Work to do: Could you copy out, word for word, everything in the material below from the line containing "Teacher note: locate the sculpture hair" down to the end of the material?

Recorded data:
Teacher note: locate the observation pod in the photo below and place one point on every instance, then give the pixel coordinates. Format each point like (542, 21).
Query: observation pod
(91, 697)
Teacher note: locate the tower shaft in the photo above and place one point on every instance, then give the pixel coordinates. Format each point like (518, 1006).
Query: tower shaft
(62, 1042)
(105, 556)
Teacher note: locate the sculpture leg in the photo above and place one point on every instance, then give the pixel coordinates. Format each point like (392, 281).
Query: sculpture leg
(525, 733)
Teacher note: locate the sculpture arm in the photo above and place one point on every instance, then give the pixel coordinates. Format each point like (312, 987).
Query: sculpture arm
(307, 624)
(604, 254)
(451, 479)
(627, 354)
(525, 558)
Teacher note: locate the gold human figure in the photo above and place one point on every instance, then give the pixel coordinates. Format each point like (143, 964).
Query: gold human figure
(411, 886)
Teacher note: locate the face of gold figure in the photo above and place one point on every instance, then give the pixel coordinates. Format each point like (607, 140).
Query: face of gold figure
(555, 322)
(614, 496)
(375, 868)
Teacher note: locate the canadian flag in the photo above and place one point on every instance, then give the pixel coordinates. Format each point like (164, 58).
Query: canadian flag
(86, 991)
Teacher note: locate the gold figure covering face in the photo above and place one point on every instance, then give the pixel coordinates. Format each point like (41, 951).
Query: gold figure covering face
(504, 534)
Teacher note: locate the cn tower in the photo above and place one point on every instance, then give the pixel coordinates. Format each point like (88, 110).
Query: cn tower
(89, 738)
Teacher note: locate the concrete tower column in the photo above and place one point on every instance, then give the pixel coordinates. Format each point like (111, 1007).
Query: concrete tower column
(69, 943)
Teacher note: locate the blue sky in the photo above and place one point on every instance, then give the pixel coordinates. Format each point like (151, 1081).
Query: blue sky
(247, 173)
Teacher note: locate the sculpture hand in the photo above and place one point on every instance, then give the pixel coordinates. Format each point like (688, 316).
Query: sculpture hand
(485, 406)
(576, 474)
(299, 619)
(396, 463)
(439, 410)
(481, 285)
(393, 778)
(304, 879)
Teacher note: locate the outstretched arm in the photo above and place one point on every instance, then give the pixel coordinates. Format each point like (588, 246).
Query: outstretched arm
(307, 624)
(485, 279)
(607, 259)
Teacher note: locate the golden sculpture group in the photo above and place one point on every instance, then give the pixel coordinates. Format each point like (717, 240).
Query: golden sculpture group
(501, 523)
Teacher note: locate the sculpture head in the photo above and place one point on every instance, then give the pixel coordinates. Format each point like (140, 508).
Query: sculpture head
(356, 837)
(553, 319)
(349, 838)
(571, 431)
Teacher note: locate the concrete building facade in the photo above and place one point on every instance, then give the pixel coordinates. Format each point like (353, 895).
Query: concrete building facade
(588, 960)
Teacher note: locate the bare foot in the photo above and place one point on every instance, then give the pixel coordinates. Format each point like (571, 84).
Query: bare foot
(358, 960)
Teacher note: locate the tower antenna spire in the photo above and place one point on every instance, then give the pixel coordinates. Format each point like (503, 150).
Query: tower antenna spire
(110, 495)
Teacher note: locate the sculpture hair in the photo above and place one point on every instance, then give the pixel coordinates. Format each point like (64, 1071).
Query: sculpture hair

Answer for this exercise:
Teacher note: locate the sculpture hair in the photo above and place one point on every instance, then give the pixel coordinates. Format each point like (64, 1071).
Query: sculpture hair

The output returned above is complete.